Exercise instructions >> Reproduce the listing word for word. Skip any image.

Records provided >>
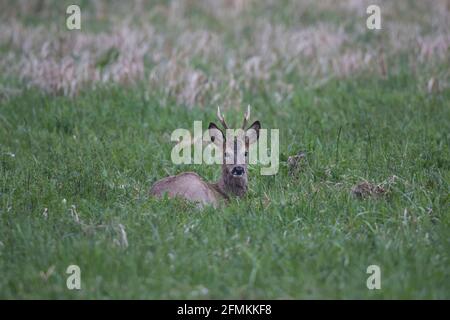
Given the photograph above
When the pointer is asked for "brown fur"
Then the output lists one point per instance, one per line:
(190, 186)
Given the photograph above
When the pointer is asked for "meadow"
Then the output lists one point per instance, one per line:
(85, 124)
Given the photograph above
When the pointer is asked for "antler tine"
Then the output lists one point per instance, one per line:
(221, 118)
(246, 117)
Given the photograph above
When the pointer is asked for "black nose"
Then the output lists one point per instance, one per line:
(237, 171)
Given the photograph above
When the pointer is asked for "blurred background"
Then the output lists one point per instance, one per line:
(213, 52)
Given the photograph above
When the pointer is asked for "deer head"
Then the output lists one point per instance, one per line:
(234, 145)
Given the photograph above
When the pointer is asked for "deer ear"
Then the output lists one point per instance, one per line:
(252, 133)
(215, 134)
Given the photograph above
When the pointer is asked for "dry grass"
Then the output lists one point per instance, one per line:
(191, 63)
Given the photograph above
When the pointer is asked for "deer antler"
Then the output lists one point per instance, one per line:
(221, 118)
(246, 117)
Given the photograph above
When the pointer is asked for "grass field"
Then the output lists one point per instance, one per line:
(84, 136)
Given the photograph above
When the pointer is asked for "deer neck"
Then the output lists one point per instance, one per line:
(231, 186)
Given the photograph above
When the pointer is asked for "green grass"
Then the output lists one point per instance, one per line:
(302, 236)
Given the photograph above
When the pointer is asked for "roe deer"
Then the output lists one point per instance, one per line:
(233, 181)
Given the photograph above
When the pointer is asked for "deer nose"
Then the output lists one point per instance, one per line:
(237, 171)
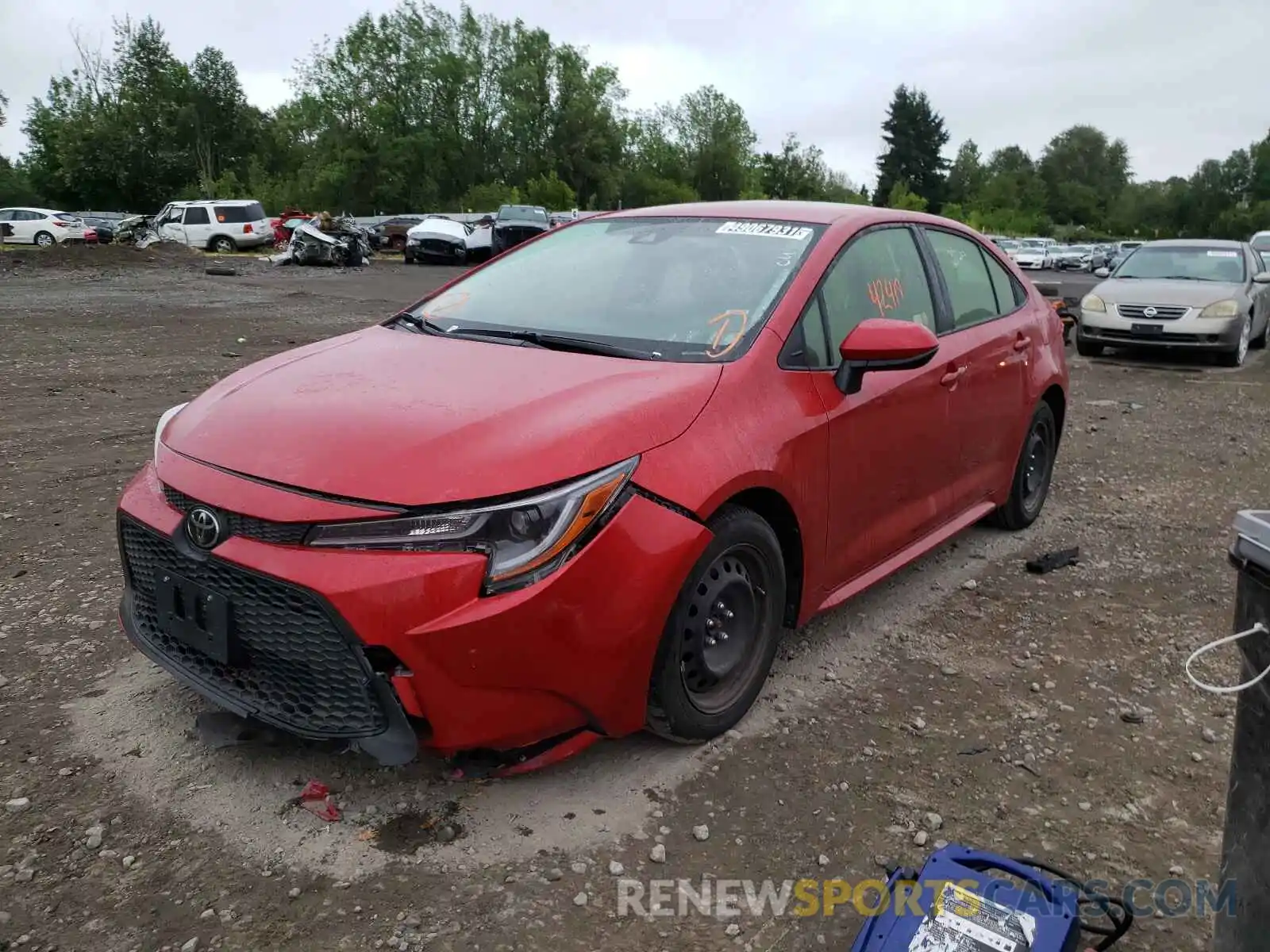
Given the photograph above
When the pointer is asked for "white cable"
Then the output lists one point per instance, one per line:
(1230, 639)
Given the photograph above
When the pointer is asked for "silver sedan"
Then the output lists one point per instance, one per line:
(1195, 294)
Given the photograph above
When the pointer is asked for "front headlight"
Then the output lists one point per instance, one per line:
(163, 422)
(1222, 309)
(525, 539)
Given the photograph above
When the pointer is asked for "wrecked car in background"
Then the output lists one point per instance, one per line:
(137, 228)
(221, 225)
(516, 224)
(394, 232)
(437, 239)
(448, 241)
(327, 239)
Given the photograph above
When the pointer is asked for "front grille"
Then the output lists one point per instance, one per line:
(279, 533)
(1164, 313)
(1155, 338)
(438, 247)
(514, 235)
(294, 666)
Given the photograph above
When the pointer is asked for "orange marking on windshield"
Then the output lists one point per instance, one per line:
(887, 294)
(724, 323)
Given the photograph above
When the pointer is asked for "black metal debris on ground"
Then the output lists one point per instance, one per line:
(1058, 559)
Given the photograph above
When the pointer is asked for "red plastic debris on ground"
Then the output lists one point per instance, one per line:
(315, 797)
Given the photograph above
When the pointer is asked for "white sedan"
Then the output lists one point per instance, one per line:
(41, 226)
(1032, 258)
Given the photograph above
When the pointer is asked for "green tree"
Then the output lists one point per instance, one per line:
(914, 139)
(1083, 175)
(488, 197)
(550, 192)
(967, 175)
(715, 141)
(901, 197)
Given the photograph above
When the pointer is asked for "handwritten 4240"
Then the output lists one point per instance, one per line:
(887, 294)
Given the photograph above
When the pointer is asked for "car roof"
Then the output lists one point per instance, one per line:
(215, 201)
(1194, 243)
(778, 209)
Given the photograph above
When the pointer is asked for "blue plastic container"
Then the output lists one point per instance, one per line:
(964, 900)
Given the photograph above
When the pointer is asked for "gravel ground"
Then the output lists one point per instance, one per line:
(963, 701)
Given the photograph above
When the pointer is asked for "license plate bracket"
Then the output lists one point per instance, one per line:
(194, 616)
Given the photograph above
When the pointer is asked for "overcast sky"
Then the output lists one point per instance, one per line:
(1179, 80)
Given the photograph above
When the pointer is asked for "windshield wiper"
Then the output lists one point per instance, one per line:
(421, 324)
(559, 342)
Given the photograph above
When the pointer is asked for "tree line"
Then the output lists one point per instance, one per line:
(421, 109)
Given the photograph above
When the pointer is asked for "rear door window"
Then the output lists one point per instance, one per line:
(232, 213)
(965, 272)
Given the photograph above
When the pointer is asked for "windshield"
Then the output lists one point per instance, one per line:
(239, 213)
(694, 290)
(522, 213)
(1184, 263)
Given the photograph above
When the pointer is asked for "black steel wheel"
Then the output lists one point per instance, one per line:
(1033, 473)
(721, 639)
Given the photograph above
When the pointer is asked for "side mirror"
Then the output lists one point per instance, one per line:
(883, 344)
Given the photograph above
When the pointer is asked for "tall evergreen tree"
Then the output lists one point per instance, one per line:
(914, 139)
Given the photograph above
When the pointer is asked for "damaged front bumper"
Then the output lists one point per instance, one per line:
(441, 248)
(391, 651)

Reply to the task >>
Given the photograph above
When the pointer is asked for "brown fur"
Then the output lists one point per instance, one per line:
(190, 186)
Given the photograph above
When the pointer is asked for "meadow"
Then the output lists one point per instance, one per line:
(85, 124)
Given the photograph above
When the pointer is asked for "antler tine"
Then the output lists one point per instance, one per line:
(221, 118)
(246, 117)
Given the photograph above
When the pointer is asked for "black nose"
Then the output lists one point per instance, one per line:
(237, 171)
Given the photograph above
When the pointer is asked for "blurred background"
Then the output lists one point per instance, one per line:
(213, 52)
Given the photograph above
When the pointer is asked for "deer head"
Then the output lists one point per instance, one per line:
(234, 145)
Given the photograph above
When the pointer is asked for "deer ear"
Then the output lists one point per instance, one per line:
(252, 133)
(215, 134)
Given the photograph above
When the pointer is asked for "dry grass"
Then the output lists one point per instance, one per line:
(191, 63)
Given the photograph above
When the pointer is asked for "deer antler"
Then the output lists one point per instance, one per line:
(221, 118)
(246, 117)
Given the photograph above
When the pointer is asked for "grass field"
Then the output lists one point per instance, one per line:
(84, 136)
Given the photograph above
When the pointer is asked for "deer neck"
Then the output lists one point per instance, one per line:
(231, 186)
Given the photograph above
When the pointer is asked for "green grass"
Then the output lists one point per instance, one per line:
(302, 236)
Given the photograph above
When the pointer is asked for "roe deer"
Then the output lists one point per instance, one per line:
(233, 181)
Given the photograph above
When the pointer is asked for "deer nose"
Then the output lists one point per instance, one per line:
(237, 171)
Given the photograph above
When the pointer is asked for "white cable"
Then the output lists one point per instance, one per line:
(1230, 639)
Given the photograph above
When the pointer is asked for "silver sedan"
Then the output lists one point per instance, one per line:
(1195, 294)
Given the photograph above
When the pointer is asked for "front headlight"
Then the output lists one point per instance, one per line:
(163, 422)
(1222, 309)
(525, 539)
Given the photograph above
When the pointer is asked for "wrecked car in background"
Then the output lists one point per instance, one per line:
(137, 228)
(221, 225)
(516, 224)
(394, 232)
(437, 239)
(448, 241)
(327, 239)
Given the photograph above
When the pointer is asked for "front grille"
Then the output lists one point per instance, one per line:
(279, 533)
(1164, 313)
(1155, 338)
(438, 247)
(514, 235)
(294, 666)
Given the photograph above
When the pointer is asked for "orange marking on windshield"
Then the output lists one point per instance, one per line:
(887, 294)
(724, 323)
Given the photograph above
When the pointer is asked for "black metal debris on ground"
Then the output lists one point per instance, one per line:
(1058, 559)
Given the photograph above
When the pointer is asked for "red plastic debris on ground"
Then the output lists one point per instance, one per line:
(315, 797)
Given the photograph above
When the pointer is asked for "white sedan"
Then the output lists one point per instance, one per line:
(41, 226)
(1032, 258)
Given the photograph above
When the pointer is asked for "green tree"
Then the output lists one point per instance, one per line:
(914, 139)
(1083, 175)
(488, 197)
(550, 192)
(967, 175)
(715, 141)
(901, 197)
Given the photograph above
When the pointer is asked for "handwritten 4240"
Then the output lists one point per instance, one per line:
(887, 294)
Given the photograph above
When the pointer is asked for "car roof"
Then the output lists one point per instance, one per line:
(215, 201)
(1194, 243)
(778, 209)
Given the photograph above
When the pointer is asked for "blue plastic container"
Then the output lists one point per instance, one per line:
(964, 900)
Given the photograph above
When the pointer is asked for "gravel ground"
Then the output lists one point per instance, one per line:
(963, 701)
Given the photograph above
When the pointer is asked for "license plate bracket"
Then the output lists one point per instance, one per line:
(194, 616)
Given the photograph above
When the pointer is asked for "overcast sky"
Then the output lists one point per instance, one per line:
(1179, 80)
Given the photograph above
When the pointer is asked for "windshield wiper"
Then the output lists one point per instance, one per line:
(421, 324)
(559, 342)
Given the photograph above
When the pointer is asked for "tree line"
Then the output lists one point per instance, one per line:
(421, 109)
Given the photograph above
When the pointer is asked for "rear door window"
Then the output lists one point per instance, one per line:
(232, 213)
(965, 272)
Given the photograph above
When the pointer is asked for "windshield"
Then the output lists one point per instance, one per line:
(239, 213)
(694, 290)
(522, 213)
(1184, 263)
Given the photograph above
When the pointer is asked for "black steel wheel"
Then the output lists one point per instance, one per line:
(1033, 473)
(721, 639)
Given the photograph above
When the pointer is asked for "side mirror"
Then the output lists one point per instance, one per line:
(883, 344)
Given the photograph above
When the pointer is asked for "tall evergreen tree"
Then the output lists one point per instance, one per line:
(914, 139)
Given the photograph above
When the pointer is asked for "damaged front bumper"
Then the output lists one point per instance, one per line:
(441, 248)
(391, 651)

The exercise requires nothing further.